- [Problem requirements]:
Look for the line containing "You are given a photograph. For the grass" in the entries below, then print that line and all that follow it exactly.

(Point localization data)
________________________
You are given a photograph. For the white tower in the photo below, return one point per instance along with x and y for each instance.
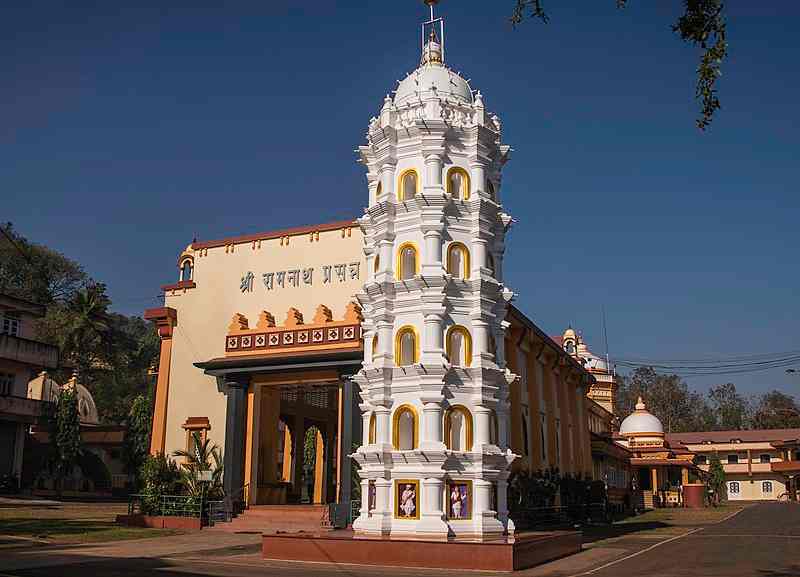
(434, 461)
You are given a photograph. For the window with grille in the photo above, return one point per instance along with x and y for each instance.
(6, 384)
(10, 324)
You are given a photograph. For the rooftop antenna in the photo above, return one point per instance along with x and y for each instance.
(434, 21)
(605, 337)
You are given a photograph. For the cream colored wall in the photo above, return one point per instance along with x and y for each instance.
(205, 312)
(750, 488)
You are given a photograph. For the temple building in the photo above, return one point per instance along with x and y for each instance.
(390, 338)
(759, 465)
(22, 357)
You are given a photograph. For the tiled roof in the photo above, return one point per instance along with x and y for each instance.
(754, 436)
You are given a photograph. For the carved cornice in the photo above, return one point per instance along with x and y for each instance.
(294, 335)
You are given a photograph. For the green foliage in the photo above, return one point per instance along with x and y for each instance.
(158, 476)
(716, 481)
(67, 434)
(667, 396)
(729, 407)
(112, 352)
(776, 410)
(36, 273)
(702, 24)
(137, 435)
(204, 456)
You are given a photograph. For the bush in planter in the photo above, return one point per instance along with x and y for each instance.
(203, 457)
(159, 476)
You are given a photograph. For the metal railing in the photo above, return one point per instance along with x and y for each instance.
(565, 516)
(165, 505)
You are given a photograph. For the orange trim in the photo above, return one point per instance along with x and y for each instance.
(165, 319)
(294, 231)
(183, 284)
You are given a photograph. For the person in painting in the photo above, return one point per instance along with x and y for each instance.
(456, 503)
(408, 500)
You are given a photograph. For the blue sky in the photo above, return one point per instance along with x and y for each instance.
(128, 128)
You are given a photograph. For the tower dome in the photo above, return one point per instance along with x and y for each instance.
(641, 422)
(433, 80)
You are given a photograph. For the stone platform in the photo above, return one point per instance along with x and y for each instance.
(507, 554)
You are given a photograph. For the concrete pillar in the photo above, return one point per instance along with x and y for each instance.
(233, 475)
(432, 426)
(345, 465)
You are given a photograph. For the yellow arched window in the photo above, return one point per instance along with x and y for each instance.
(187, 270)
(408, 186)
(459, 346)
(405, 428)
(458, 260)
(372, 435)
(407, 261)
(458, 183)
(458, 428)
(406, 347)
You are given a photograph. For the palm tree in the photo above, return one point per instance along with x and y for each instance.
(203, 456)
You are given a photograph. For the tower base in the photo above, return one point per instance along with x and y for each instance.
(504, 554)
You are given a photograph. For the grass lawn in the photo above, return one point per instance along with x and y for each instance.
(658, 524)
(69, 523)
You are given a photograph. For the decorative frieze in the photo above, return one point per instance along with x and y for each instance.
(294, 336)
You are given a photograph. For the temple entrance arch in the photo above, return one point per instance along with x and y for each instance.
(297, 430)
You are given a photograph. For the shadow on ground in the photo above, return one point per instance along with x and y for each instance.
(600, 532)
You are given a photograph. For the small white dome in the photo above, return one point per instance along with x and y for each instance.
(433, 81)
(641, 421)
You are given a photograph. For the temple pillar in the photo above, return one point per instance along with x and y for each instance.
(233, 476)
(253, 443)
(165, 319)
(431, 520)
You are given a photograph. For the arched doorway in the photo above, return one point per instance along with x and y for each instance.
________________________
- [Reply]:
You are given a photograph. For the grass lawn in the photo above, return one point per instance along with x and y for each instance.
(658, 524)
(69, 523)
You are given a photograph. For the decorative frieze in the photo above, return one point per instance along with x and y for each instance.
(294, 336)
You are given a photograph. For the temple entrance arch in the photo above, return one point per instance along with x and y for each instance.
(297, 430)
You are given a photograph. For the shadow on ground in the photo above, return one point per instance along with x and y for each instance.
(600, 532)
You are given a photograph. For the small white dome in the photo above, return one point per instance along with x and y for each instance.
(433, 81)
(641, 421)
You are given a photograph. For the temple pillar in the photo above, return one point per instance along with x and y for each instance.
(233, 476)
(253, 443)
(165, 319)
(431, 520)
You are given a photograph. For the arched doorway in the photo above, return one point per instance along with x and y for each instance.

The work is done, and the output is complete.